== Entries shown ==

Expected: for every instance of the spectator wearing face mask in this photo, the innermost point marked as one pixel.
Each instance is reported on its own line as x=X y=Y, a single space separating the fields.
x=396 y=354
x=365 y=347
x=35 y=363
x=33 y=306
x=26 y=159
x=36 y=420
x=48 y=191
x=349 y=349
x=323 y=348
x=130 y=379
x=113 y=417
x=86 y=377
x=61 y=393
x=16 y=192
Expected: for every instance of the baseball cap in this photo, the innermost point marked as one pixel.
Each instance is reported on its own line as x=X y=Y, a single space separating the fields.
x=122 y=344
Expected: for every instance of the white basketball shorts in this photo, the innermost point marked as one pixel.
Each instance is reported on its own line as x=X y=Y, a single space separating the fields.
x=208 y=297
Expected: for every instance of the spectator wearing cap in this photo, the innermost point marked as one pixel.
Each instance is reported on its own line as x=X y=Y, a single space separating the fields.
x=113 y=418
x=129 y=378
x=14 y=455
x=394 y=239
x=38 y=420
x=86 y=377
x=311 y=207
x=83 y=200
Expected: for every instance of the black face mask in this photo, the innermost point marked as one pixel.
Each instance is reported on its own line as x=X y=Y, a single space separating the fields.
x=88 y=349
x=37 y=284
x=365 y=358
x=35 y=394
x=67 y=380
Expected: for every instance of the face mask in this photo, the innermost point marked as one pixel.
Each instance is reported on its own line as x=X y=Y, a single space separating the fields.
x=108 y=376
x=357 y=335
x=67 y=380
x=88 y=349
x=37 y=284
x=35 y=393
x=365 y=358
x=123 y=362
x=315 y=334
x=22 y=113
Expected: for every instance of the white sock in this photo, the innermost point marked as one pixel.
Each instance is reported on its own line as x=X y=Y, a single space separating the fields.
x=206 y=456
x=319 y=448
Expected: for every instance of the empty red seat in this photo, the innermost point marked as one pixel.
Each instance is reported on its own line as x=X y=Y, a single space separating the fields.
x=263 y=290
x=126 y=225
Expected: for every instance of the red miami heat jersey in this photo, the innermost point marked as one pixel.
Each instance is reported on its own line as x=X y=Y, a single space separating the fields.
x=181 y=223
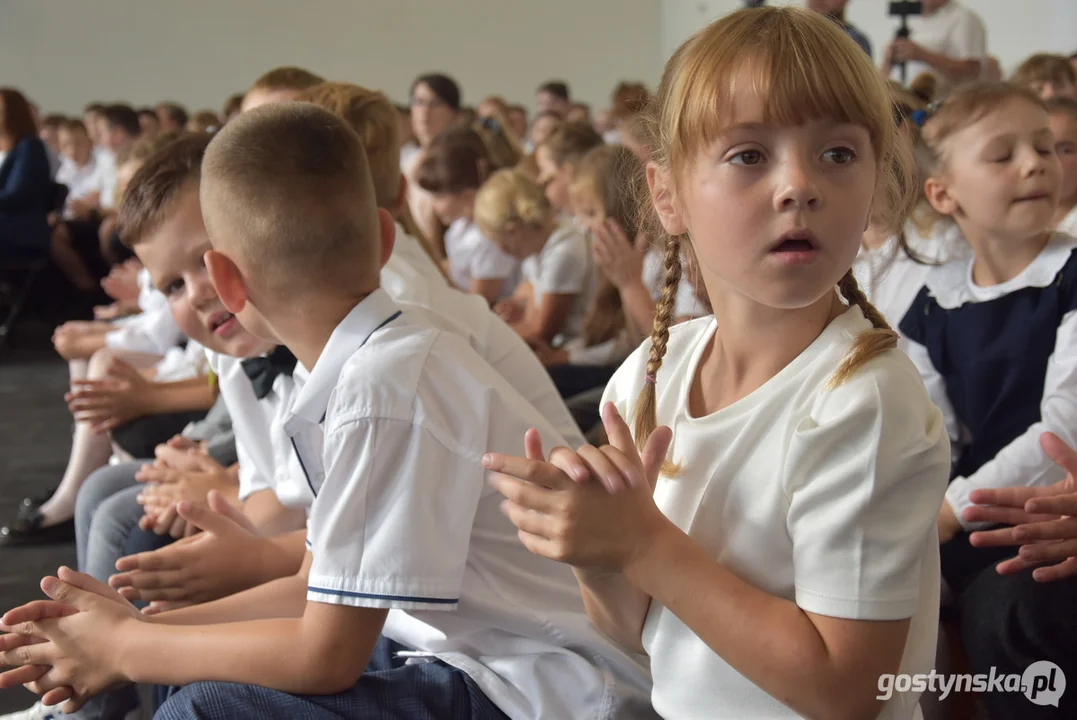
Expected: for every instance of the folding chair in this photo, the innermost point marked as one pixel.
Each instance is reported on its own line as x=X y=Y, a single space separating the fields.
x=24 y=273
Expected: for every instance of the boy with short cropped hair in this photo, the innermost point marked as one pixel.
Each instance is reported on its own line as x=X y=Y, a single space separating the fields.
x=1050 y=75
x=279 y=85
x=390 y=428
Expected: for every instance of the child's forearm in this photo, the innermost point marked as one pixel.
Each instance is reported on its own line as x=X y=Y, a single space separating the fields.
x=283 y=597
x=768 y=639
x=616 y=608
x=179 y=396
x=267 y=652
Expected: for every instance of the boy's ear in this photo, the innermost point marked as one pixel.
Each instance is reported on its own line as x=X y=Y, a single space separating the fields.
x=938 y=196
x=661 y=195
x=387 y=228
x=227 y=281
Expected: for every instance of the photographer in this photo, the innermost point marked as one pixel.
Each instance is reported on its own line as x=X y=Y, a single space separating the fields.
x=948 y=40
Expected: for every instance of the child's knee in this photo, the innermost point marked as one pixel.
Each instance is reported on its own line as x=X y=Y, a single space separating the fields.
x=100 y=363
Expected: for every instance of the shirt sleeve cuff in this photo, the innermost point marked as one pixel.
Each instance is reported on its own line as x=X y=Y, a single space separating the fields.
x=956 y=495
x=856 y=608
x=402 y=596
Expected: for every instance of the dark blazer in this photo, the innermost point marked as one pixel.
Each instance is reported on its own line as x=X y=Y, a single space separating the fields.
x=26 y=197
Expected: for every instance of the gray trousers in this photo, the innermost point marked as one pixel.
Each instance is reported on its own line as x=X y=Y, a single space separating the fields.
x=105 y=512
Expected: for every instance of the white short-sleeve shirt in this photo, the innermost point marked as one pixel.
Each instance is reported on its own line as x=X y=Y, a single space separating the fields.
x=252 y=421
x=953 y=30
x=411 y=280
x=391 y=427
x=81 y=181
x=474 y=256
x=153 y=332
x=563 y=267
x=107 y=160
x=181 y=363
x=827 y=498
x=891 y=279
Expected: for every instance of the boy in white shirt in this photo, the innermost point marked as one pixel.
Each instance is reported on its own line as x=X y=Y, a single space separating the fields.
x=390 y=427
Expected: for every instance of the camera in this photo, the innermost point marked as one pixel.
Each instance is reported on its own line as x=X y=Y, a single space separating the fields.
x=903 y=10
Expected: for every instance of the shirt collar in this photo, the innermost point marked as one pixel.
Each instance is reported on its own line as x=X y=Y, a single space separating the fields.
x=951 y=284
x=311 y=403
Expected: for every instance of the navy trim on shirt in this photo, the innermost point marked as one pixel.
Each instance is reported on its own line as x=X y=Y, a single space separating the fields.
x=397 y=598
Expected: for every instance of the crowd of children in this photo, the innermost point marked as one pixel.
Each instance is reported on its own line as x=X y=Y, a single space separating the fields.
x=730 y=401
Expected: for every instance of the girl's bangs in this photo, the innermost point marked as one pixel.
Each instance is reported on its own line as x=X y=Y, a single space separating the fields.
x=825 y=75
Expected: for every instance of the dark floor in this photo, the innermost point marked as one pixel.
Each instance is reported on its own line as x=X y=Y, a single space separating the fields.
x=35 y=439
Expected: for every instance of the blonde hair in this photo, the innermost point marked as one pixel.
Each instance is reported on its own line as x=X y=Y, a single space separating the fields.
x=966 y=106
x=570 y=142
x=803 y=67
x=615 y=178
x=373 y=117
x=287 y=192
x=509 y=197
x=287 y=79
x=1045 y=68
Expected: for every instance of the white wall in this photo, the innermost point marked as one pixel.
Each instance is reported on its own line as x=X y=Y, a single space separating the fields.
x=66 y=53
x=1016 y=28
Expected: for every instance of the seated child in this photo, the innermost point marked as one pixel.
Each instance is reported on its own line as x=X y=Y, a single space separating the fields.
x=550 y=304
x=453 y=168
x=1063 y=118
x=607 y=184
x=1049 y=75
x=279 y=85
x=992 y=335
x=500 y=633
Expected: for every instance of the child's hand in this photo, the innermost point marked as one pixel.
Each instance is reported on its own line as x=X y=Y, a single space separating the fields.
x=78 y=639
x=509 y=310
x=212 y=564
x=109 y=403
x=185 y=459
x=122 y=283
x=618 y=257
x=592 y=509
x=1044 y=520
x=548 y=356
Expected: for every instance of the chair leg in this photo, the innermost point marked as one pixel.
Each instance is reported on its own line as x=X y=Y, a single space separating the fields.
x=16 y=307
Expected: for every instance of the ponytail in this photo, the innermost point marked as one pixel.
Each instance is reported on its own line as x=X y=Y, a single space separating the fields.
x=867 y=346
x=646 y=405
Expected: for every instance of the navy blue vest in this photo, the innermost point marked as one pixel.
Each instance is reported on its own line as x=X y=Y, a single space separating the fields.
x=993 y=358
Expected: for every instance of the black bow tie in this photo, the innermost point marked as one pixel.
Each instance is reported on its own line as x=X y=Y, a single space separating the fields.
x=264 y=370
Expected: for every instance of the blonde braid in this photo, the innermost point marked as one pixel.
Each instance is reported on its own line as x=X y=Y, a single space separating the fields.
x=867 y=346
x=646 y=405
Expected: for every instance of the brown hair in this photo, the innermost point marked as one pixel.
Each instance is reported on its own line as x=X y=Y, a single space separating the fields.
x=615 y=178
x=373 y=117
x=629 y=99
x=175 y=166
x=460 y=158
x=287 y=192
x=1045 y=68
x=967 y=104
x=287 y=79
x=1064 y=106
x=204 y=121
x=803 y=67
x=570 y=142
x=17 y=116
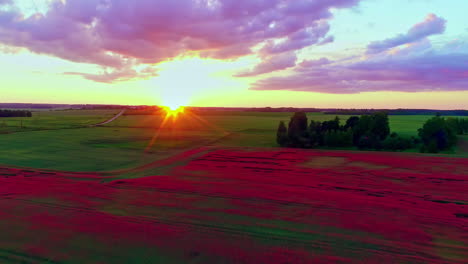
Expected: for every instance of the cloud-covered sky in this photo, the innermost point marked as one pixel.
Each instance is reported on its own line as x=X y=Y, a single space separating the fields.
x=337 y=47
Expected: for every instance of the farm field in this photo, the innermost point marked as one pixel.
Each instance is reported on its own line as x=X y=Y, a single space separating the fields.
x=242 y=205
x=65 y=140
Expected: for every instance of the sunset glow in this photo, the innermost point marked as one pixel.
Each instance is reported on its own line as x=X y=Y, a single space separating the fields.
x=173 y=110
x=339 y=54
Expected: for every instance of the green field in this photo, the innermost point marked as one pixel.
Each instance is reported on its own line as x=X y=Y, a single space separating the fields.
x=64 y=140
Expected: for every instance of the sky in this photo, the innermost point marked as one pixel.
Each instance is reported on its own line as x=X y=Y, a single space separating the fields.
x=236 y=53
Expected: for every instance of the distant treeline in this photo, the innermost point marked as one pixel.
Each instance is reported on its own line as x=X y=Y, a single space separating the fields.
x=15 y=113
x=369 y=132
x=397 y=112
x=144 y=110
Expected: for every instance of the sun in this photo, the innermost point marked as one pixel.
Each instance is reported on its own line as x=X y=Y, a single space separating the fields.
x=173 y=110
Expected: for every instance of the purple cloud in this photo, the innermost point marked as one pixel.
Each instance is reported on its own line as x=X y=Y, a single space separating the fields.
x=118 y=75
x=273 y=63
x=415 y=68
x=121 y=34
x=6 y=2
x=431 y=25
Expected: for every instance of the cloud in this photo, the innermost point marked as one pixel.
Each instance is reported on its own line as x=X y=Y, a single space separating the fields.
x=6 y=2
x=416 y=67
x=119 y=34
x=273 y=63
x=431 y=25
x=119 y=75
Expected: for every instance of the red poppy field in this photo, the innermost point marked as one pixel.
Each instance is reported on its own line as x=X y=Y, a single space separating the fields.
x=243 y=206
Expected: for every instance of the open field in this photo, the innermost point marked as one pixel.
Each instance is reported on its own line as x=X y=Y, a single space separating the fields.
x=64 y=140
x=243 y=206
x=48 y=120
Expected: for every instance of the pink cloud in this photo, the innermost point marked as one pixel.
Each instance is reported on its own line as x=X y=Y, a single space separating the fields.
x=414 y=68
x=431 y=25
x=272 y=63
x=121 y=34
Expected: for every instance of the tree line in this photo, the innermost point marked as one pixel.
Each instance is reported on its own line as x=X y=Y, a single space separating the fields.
x=368 y=132
x=15 y=113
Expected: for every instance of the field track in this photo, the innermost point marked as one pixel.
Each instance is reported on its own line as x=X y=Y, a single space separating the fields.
x=111 y=119
x=243 y=206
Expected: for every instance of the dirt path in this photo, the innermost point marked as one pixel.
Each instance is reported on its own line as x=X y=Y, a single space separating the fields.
x=110 y=120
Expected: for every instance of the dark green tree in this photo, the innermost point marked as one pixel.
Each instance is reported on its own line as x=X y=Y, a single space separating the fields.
x=282 y=134
x=436 y=135
x=351 y=122
x=297 y=130
x=380 y=126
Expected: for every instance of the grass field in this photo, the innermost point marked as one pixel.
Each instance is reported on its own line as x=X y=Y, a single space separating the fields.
x=244 y=205
x=64 y=140
x=214 y=188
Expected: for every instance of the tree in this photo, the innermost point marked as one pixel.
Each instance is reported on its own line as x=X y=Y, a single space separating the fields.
x=297 y=130
x=380 y=126
x=436 y=135
x=351 y=122
x=282 y=134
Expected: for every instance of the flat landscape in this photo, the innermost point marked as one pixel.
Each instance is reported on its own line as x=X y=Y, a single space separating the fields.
x=66 y=140
x=215 y=188
x=243 y=206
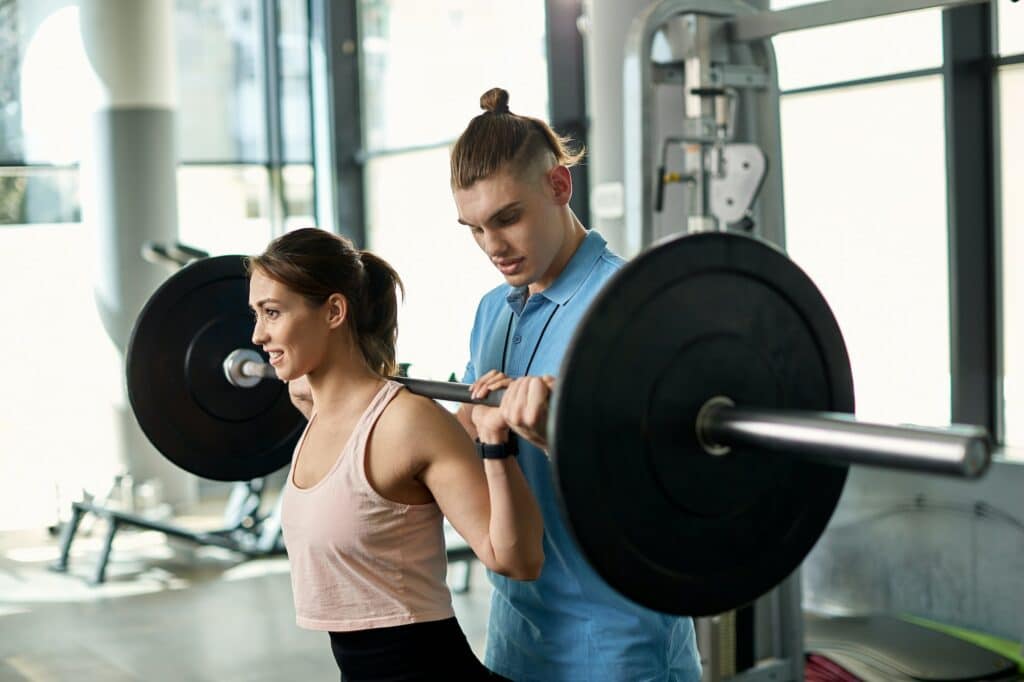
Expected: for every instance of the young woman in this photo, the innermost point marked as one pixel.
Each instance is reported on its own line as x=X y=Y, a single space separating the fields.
x=377 y=469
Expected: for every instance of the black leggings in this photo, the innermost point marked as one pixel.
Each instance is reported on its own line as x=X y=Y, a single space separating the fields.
x=434 y=650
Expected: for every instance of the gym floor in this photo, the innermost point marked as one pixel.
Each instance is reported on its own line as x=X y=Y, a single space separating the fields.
x=168 y=610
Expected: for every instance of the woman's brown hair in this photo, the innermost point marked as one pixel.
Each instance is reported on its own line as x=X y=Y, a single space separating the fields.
x=499 y=137
x=316 y=263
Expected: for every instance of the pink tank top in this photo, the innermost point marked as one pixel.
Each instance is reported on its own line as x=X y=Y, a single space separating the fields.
x=359 y=560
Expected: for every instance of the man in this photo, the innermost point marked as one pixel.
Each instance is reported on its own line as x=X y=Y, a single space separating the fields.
x=512 y=187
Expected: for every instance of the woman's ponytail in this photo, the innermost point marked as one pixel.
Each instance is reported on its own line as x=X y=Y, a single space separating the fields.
x=377 y=317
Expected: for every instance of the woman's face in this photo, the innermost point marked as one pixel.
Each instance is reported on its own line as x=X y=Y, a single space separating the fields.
x=294 y=333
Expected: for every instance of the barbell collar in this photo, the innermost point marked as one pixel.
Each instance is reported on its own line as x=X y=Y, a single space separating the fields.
x=836 y=438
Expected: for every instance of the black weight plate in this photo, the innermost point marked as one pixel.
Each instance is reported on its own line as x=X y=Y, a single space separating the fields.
x=176 y=384
x=665 y=523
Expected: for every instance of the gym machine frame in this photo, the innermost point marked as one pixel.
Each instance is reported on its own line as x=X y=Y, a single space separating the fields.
x=729 y=61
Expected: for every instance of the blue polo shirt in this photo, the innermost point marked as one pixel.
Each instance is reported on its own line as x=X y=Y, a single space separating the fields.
x=567 y=625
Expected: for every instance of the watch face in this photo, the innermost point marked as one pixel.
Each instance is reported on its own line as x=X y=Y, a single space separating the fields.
x=499 y=451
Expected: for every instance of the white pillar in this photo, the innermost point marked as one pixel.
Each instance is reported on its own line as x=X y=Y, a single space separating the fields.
x=129 y=187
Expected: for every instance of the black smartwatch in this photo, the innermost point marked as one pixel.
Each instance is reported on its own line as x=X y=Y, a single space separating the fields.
x=497 y=451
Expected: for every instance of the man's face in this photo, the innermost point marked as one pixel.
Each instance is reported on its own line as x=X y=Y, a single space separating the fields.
x=515 y=221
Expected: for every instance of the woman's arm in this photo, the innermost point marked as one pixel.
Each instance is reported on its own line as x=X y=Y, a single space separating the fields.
x=488 y=503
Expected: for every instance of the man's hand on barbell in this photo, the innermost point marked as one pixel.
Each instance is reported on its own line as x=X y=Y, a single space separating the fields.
x=524 y=408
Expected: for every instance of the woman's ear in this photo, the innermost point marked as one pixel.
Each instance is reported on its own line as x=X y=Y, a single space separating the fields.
x=337 y=310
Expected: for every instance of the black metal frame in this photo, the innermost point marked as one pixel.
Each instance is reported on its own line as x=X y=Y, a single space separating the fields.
x=566 y=92
x=969 y=71
x=250 y=533
x=337 y=101
x=271 y=96
x=971 y=196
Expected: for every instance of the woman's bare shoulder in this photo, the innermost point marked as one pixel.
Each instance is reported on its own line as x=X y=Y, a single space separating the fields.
x=420 y=423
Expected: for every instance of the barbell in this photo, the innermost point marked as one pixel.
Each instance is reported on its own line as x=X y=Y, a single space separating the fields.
x=700 y=427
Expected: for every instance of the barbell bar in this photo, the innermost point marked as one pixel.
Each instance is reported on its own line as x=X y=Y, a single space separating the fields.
x=832 y=438
x=699 y=431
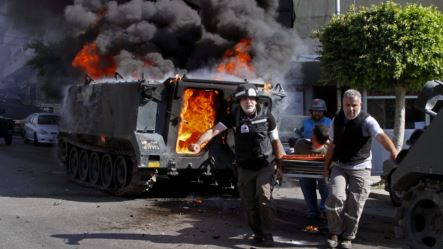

===

Assigned task: Your reply is to repeat, unchanged, the lines above running from the one with "Expected: for every instance of the young" up to and including the one with "Expected: for every instance of the black leggings".

The completed task:
Expected: for every instance of the young woman in this photo, the innermost point marked as one pixel.
Each instance is reported on its own line as x=X y=Y, a single space separating the fields.
x=377 y=469
Expected: for every instance of the black leggings in this photo, the innermost point marked as one pixel.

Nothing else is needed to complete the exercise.